California Attorney General Settles with Clinical Lab on Medi-Cal Billing Lawsuit
On May 20th, the California Attorney General announced a settlement with Quest Diagnostics over allegations of improper charges to Medi-Cal that exceeded charges to other entities for similar services. Quest was one of six original defendants in a qui tam lawsuit filed in 2005 that was ultimately referred to the A.G. The A.G. office issued a press release announcing a $241 million settlement with Quest that also calls for ongoing monitoring of charges to Medi-Cal to assure compliance. This settlement is the largest recovery in the history of California's False Claims Act.
CLICK HERE for the full Press Release.
Bill to Allow Optometrists to Perform Waived Tests and be Lab Director
AB 761 (Hernandez) is sponsored by the CA Optometric Association and would allow optometrists to act as Lab Directors. This would allow them to supervise the performance of waived tests for conditions that are within their scope of practice. In initial conversations with the sponsors they indicate the desire to perform waived tests beyond conditions involving the eye. They have indicated a desire to perform glucose testing for the detection of diabetes, urinalysis, and sedimentation rate.

§ **Records supplied**:
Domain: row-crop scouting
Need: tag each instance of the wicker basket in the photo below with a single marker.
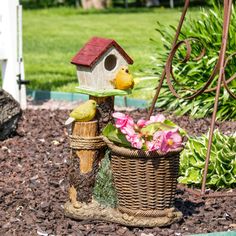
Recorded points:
(145, 181)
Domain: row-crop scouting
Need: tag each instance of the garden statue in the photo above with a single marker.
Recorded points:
(144, 155)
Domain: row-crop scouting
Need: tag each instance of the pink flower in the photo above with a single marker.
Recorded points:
(129, 130)
(135, 141)
(156, 142)
(157, 118)
(141, 123)
(171, 139)
(122, 120)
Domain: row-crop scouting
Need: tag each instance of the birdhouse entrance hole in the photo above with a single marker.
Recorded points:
(110, 62)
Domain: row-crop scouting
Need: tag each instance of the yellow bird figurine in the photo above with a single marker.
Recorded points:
(84, 112)
(123, 80)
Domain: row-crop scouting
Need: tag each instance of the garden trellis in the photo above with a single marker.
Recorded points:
(11, 56)
(219, 69)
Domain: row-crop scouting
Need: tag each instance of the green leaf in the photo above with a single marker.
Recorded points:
(114, 135)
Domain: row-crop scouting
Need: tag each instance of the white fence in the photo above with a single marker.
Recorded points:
(11, 60)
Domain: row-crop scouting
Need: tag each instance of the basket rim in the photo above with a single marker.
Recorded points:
(137, 153)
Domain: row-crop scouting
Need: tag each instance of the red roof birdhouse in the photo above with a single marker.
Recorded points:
(98, 63)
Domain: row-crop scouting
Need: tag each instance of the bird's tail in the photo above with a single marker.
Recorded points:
(69, 120)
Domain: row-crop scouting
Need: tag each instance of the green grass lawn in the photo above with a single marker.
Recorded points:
(53, 36)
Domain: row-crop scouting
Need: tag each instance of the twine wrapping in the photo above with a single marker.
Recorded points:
(148, 213)
(86, 143)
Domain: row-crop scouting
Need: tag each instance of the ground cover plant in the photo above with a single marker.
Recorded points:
(222, 164)
(34, 184)
(53, 36)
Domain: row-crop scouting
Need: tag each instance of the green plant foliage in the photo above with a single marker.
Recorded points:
(115, 135)
(207, 28)
(104, 191)
(222, 164)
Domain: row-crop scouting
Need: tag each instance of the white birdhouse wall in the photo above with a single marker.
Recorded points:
(101, 75)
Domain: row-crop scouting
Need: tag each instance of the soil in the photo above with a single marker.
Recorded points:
(34, 184)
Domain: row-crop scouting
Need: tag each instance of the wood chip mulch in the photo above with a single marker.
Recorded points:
(34, 185)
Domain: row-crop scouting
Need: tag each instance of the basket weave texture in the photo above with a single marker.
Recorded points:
(145, 181)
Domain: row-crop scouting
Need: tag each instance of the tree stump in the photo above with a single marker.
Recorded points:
(87, 151)
(105, 110)
(10, 113)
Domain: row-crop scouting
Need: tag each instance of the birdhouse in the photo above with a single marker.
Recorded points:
(97, 64)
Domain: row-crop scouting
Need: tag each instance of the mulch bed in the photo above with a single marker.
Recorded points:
(34, 184)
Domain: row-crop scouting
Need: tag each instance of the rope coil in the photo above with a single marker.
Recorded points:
(168, 212)
(86, 143)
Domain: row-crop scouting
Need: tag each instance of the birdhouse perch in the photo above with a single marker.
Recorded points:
(97, 64)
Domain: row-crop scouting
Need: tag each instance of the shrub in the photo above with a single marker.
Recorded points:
(193, 74)
(222, 163)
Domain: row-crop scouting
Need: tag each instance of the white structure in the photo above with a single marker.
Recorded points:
(98, 63)
(11, 50)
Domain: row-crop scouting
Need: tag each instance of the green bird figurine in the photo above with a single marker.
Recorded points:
(84, 112)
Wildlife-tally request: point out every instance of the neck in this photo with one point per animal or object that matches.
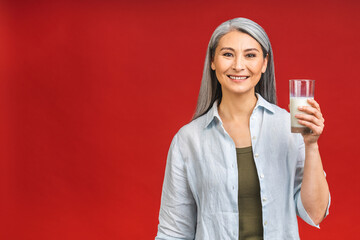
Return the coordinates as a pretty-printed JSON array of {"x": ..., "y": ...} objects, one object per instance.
[{"x": 237, "y": 106}]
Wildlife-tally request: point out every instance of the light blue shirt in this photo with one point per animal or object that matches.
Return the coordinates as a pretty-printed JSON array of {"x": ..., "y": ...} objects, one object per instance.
[{"x": 200, "y": 190}]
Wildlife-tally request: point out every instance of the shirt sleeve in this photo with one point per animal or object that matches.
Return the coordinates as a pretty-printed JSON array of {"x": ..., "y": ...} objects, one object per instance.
[
  {"x": 177, "y": 217},
  {"x": 300, "y": 210}
]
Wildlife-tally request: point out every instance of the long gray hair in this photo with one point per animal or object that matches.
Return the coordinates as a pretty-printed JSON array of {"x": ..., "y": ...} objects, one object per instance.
[{"x": 210, "y": 89}]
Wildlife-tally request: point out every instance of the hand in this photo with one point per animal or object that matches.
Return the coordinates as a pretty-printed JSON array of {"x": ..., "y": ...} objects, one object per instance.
[{"x": 314, "y": 121}]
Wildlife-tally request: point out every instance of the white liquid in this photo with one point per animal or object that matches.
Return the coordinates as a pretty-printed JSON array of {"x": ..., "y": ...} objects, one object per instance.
[{"x": 296, "y": 102}]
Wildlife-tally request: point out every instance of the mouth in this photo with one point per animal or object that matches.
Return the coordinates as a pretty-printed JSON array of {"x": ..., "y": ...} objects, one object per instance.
[{"x": 237, "y": 78}]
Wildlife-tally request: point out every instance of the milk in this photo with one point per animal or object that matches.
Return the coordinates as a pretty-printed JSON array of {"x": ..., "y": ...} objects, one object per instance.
[{"x": 296, "y": 102}]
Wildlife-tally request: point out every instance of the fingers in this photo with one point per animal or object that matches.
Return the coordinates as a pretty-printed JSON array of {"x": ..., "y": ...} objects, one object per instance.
[
  {"x": 316, "y": 129},
  {"x": 313, "y": 118}
]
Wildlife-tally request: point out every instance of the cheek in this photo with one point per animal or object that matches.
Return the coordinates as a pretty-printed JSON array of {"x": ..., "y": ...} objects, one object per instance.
[{"x": 256, "y": 67}]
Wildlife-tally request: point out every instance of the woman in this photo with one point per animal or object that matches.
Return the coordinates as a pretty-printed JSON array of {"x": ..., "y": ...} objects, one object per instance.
[{"x": 236, "y": 171}]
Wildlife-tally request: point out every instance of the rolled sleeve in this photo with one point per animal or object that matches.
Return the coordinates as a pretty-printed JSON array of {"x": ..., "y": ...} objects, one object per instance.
[
  {"x": 300, "y": 210},
  {"x": 177, "y": 217}
]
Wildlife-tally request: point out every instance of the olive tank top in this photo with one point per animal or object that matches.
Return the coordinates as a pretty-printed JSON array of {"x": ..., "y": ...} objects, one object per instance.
[{"x": 249, "y": 201}]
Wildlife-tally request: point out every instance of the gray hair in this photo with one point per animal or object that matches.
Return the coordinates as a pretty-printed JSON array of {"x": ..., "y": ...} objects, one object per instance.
[{"x": 210, "y": 89}]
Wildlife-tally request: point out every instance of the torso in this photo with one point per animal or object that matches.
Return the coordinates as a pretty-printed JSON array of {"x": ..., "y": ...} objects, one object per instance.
[{"x": 239, "y": 132}]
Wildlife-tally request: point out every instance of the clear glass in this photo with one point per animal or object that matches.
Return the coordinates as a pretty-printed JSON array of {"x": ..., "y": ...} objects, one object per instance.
[{"x": 300, "y": 91}]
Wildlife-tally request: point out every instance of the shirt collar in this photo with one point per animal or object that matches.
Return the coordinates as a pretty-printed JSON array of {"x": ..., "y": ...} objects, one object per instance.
[{"x": 213, "y": 111}]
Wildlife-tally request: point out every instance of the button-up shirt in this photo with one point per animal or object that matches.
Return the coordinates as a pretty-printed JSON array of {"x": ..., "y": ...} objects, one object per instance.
[{"x": 200, "y": 190}]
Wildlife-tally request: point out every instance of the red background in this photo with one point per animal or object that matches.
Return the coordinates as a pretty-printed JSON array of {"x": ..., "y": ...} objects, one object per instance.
[{"x": 92, "y": 92}]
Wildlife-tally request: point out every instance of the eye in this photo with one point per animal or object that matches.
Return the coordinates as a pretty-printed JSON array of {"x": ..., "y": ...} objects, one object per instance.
[
  {"x": 251, "y": 55},
  {"x": 227, "y": 54}
]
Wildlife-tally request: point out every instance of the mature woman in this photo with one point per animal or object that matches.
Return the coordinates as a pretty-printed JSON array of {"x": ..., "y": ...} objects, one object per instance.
[{"x": 236, "y": 171}]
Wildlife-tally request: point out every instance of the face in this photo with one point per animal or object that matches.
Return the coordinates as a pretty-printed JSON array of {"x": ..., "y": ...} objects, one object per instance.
[{"x": 238, "y": 63}]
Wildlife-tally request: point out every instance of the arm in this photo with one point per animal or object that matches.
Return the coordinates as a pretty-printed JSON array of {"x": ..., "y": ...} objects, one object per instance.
[
  {"x": 177, "y": 218},
  {"x": 314, "y": 188}
]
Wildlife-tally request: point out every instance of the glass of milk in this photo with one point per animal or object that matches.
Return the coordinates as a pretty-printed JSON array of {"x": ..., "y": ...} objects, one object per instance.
[{"x": 300, "y": 91}]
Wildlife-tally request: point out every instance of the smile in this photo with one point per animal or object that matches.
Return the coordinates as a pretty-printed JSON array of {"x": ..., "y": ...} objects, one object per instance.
[{"x": 238, "y": 77}]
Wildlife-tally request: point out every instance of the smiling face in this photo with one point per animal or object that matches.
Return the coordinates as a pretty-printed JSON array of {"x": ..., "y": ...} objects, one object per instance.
[{"x": 238, "y": 63}]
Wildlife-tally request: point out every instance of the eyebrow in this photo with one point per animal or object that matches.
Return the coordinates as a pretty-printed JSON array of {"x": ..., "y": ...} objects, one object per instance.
[{"x": 246, "y": 50}]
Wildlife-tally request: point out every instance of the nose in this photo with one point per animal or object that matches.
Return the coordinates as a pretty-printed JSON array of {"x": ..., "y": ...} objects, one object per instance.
[{"x": 238, "y": 63}]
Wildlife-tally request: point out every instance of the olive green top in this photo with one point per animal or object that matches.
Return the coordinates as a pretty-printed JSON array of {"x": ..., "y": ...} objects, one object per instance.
[{"x": 250, "y": 209}]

§ **Set of tasks**:
[1] List the tests that the optometrists behind AB 761 want to perform beyond eye conditions, as named in the lab news page.
[2] From the lab news page, return the passage starting with "Bill to Allow" and going on through "and sedimentation rate.", word for word.

§ **Responses by task**:
[1]
- Glucose testing for the detection of diabetes
- Urinalysis
- Sedimentation rate

[2]
Bill to Allow Optometrists to Perform Waived Tests and be Lab Director
AB 761 (Hernandez) is sponsored by the CA Optometric Association and would allow optometrists to act as Lab Directors. This would allow them to supervise the performance of waived tests for conditions that are within their scope of practice. In initial conversations with the sponsors they indicate the desire to perform waived tests beyond conditions involving the eye. They have indicated a desire to perform glucose testing for the detection of diabetes, urinalysis, and sedimentation rate.